* Provided passage:

◇ ◇ ◇ ◇ ◇ ◇ ◇

"""Database operations for expense tracker using SQLite."""
import sqlite3
from datetime import datetime, timedelta
from pathlib import Path
from typing import Optional
from .models import Receipt, LineItem, ItemStats
# Default database path
DEFAULT_DB_PATH = Path(__file__).parent.parent / "data" / "expenses.db"
def get_connection(db_path: Path = DEFAULT_DB_PATH) -> sqlite3.Connection:
"""Get a database connection with proper configuration."""
# Ensure data directory exists
db_path.parent.mkdir(parents=True, exist_ok=True)
conn = sqlite3.Connection(str(db_path))
conn.row_factory = sqlite3.Row # Enable column access by name
conn.execute("PRAGMA foreign_keys = ON") # Enable foreign key constraints
return conn
def init_database(db_path: Path = DEFAULT_DB_PATH) -> None:
"""Initialize the database with schema."""
conn = get_connection(db_path)
try:
# Create receipts table
conn.execute("""
CREATE TABLE IF NOT EXISTS receipts (
id INTEGER PRIMARY KEY AUTOINCREMENT,
store_name TEXT NOT NULL,
purchase_date TEXT NOT NULL,
subtotal REAL,
tax REAL,
total REAL NOT NULL,
created_at TEXT NOT NULL DEFAULT CURRENT_TIMESTAMP
)
""")
# Create indexes for receipts
conn.execute(
"CREATE INDEX IF NOT EXISTS idx_receipts_date ON receipts(purchase_date)"
)
conn.execute(
"CREATE INDEX IF NOT EXISTS idx_receipts_store ON receipts(store_name)"
)
# Create items table
conn.execute("""

◇ ◇ ◇ ◇ ◇ ◇ ◇

(Stored data)
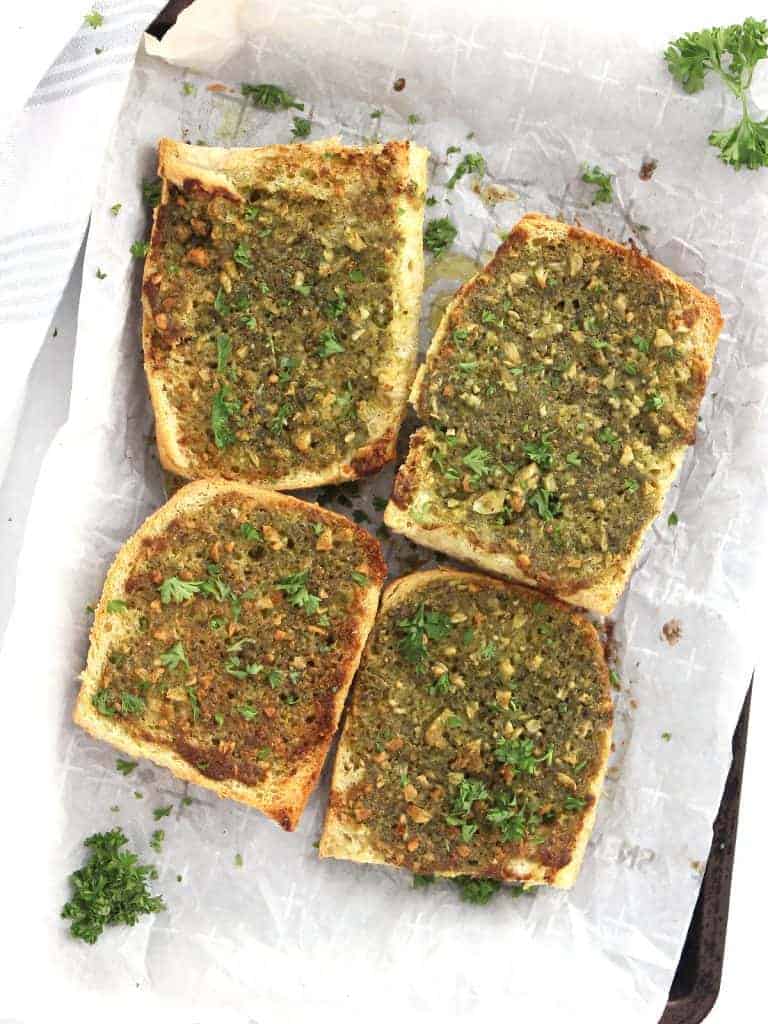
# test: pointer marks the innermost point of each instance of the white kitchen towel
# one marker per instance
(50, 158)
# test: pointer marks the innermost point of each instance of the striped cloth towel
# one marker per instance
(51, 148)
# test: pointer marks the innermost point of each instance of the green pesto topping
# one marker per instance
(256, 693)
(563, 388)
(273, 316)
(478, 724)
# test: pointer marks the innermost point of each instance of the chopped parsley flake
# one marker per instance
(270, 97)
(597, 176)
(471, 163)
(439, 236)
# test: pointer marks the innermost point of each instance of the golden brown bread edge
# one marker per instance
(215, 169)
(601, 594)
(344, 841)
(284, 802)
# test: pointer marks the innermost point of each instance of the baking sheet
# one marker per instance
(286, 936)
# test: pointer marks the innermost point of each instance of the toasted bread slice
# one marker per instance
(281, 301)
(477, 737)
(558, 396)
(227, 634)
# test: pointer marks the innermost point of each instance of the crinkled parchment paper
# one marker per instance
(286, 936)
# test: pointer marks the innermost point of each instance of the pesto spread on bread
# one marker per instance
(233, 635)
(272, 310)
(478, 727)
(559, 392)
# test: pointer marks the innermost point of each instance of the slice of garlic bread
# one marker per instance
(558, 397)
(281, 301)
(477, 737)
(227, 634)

◇ ◇ ◇ ◇ ◇ ◇ ◇

* Set tasks:
1) Reproduce the expense tracker database code word for word, from "import sqlite3" up to and including "conn = sqlite3.Connection(str(db_path))".
2) Write the next part of the expense tracker database code, starting right after its last line.

* Answers provided:
1)
import sqlite3
from datetime import datetime, timedelta
from pathlib import Path
from typing import Optional
from .models import Receipt, LineItem, ItemStats
# Default database path
DEFAULT_DB_PATH = Path(__file__).parent.parent / "data" / "expenses.db"
def get_connection(db_path: Path = DEFAULT_DB_PATH) -> sqlite3.Connection:
"""Get a database connection with proper configuration."""
# Ensure data directory exists
db_path.parent.mkdir(parents=True, exist_ok=True)
conn = sqlite3.Connection(str(db_path))

2)
CREATE TABLE IF NOT EXISTS items (
id INTEGER PRIMARY KEY AUTOINCREMENT,
receipt_id INTEGER NOT NULL,
item_name_raw TEXT NOT NULL,
item_type TEXT NOT NULL,
quantity REAL DEFAULT 1.0,
unit_price REAL,
line_total REAL NOT NULL,
created_at TEXT NOT NULL DEFAULT CURRENT_TIMESTAMP,
FOREIGN KEY (receipt_id) REFERENCES receipts(id) ON DELETE CASCADE
)
""")
# Create indexes for items
conn.execute("CREATE INDEX IF NOT EXISTS idx_items_type ON items(item_type)")
conn.execute(
"CREATE INDEX IF NOT EXISTS idx_items_receipt ON items(receipt_id)"
)
conn.execute(
"CREATE INDEX IF NOT EXISTS idx_items_type_date ON items(item_type, receipt_id)"
)
conn.commit()
finally:
conn.close()
def insert_receipt(receipt: Receipt, db_path: Path = DEFAULT_DB_PATH) -> int:
"""Insert a receipt and return its ID."""
conn = get_connection(db_path)
try:
cursor = conn.execute(
"""
INSERT INTO receipts (store_name, purchase_date, subtotal, tax, total)
VALUES (?, ?, ?, ?, ?)
""",
(
receipt.store_name,
receipt.purchase_date,
receipt.subtotal,
receipt.tax,
receipt.total,
),
)
conn.commit()
return cursor.lastrowid
finally:
conn.close()
def insert_items(
receipt_id: int, items: list[LineItem], db_path: Path = DEFAULT_DB_PATH
) -> None:
"""Bulk insert items for a receipt."""
if not items:
return
conn = get_connection(db_path)
try:
conn.executemany(
"""
INSERT INTO items (receipt_id, item_name_raw, item_type, quantity, unit_price, line_total)
VALUES (?, ?, ?, ?, ?, ?)
""",
[
(
receipt_id,
item.item_name_raw,
item.item_type,
item.quantity,
item.unit_price,
item.line_total,
)
for item in items
],
)
conn.commit()
finally:
conn.close()
def query_item_history(
item_type: str,
time_range_days: int = 365,
db_path: Path = DEFAULT_DB_PATH,
) -> dict:
"""Query purchase history for a specific item type.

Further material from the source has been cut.